● Information provided
════════════════════

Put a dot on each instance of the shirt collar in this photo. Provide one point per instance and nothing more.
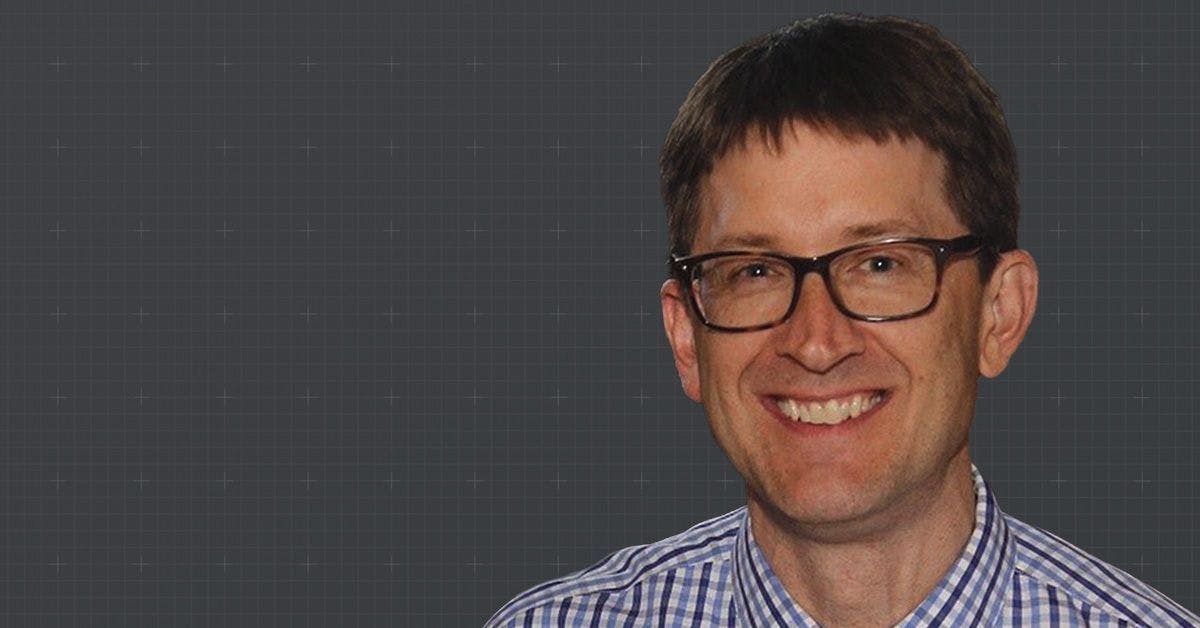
(971, 593)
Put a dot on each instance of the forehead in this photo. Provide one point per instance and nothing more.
(815, 191)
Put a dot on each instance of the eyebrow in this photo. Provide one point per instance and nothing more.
(857, 232)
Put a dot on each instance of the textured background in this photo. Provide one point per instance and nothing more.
(349, 316)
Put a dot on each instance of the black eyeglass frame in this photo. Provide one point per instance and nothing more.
(943, 250)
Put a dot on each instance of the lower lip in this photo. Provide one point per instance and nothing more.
(820, 430)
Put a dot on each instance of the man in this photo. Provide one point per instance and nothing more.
(843, 207)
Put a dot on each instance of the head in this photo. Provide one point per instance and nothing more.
(858, 77)
(825, 135)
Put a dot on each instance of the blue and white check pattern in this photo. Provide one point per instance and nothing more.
(715, 574)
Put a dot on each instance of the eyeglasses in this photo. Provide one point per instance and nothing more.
(885, 280)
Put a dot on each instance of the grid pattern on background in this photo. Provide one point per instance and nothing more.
(315, 316)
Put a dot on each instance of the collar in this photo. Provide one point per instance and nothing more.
(971, 593)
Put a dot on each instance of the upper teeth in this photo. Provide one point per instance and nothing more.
(831, 412)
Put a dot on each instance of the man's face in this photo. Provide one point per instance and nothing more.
(816, 193)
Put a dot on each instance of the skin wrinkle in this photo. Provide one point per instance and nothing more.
(858, 527)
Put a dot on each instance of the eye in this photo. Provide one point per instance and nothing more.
(755, 269)
(881, 264)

════════════════════

● Written request
Every record above must be given again exactly; drop the pictures.

● Problem solution
Put a dot on each instance of the shirt collar in this photo. Provide one point per instance and nothing more.
(971, 593)
Put a dot on each instance of the forehead in this photo. Provide one point per instance and nothing more.
(815, 191)
Put a dot on each instance of the eyebrow in this photo. Provide one point per instance and nothing more.
(857, 232)
Put a dot on each instance of the textured background in this photo. Provide one point per instance and nothing more.
(349, 316)
Put a dot on each instance of the black eyeglass frame in this photo. Provide one point per instance and nothing more.
(943, 250)
Put a dot on each instance of the lower lip in this photo. Provide one point per instance and nothing more.
(820, 430)
Put a dot on each instance of the man in this photo. Provide one point per instance and nothing more.
(843, 207)
Put a dot on each instance of the head in this photo. Provide one point per instance and nothing more.
(858, 77)
(825, 135)
Put a dot on each instance of the blue and white check pattern in this photo. Provide one point per instance and nothing more.
(715, 574)
Put a dot on each instance of the eyeglasses in this photo. Provide one point per instance and nothing more.
(885, 280)
Put a dot on each instance of the grid pattern on background in this photo. Provide one point per instance and nothing more.
(315, 316)
Put a dot on each instance of the collar in this photo. Provide one point per instance and nothing more.
(971, 593)
Put a dot on each instance of the upper teeth in this photo. Provide one point per instance and nothing more.
(831, 412)
Put a dot on each instance of the man's face in this photo. Provide one point per instance and nothing more.
(816, 193)
Put a dot on each instance of the skin wrinkle in this photo. Provide one point per instance and nothing more.
(858, 527)
Put a dot on each instance of the eye in this photo. Provide one point per instance and nothing more.
(755, 269)
(881, 264)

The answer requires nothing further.